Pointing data
___
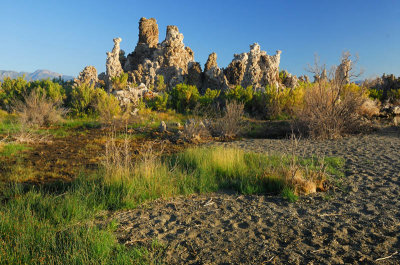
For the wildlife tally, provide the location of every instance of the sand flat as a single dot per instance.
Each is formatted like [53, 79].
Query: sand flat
[358, 223]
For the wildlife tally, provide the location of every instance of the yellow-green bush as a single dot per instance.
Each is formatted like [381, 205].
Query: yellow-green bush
[184, 98]
[209, 97]
[14, 90]
[120, 82]
[106, 105]
[159, 102]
___
INSTRUCTIONS FOR THE TASK
Reproduce all of the data above, substituting "field survey" for every occurrence of "wildlife tally" and leaving everything else unchanged. Omit the pictures from your answer.

EXERCISE RESULT
For the field survey, provide the location of every instance of the sand flat as a single dot per instance.
Each is formatted like [53, 79].
Query: sand flat
[358, 223]
For the field survey, provide the location of every instance of the yellow-green bush as a single dot per instance.
Each is formatted like [381, 205].
Query: yellow-green bush
[184, 98]
[209, 97]
[14, 90]
[120, 82]
[106, 105]
[159, 102]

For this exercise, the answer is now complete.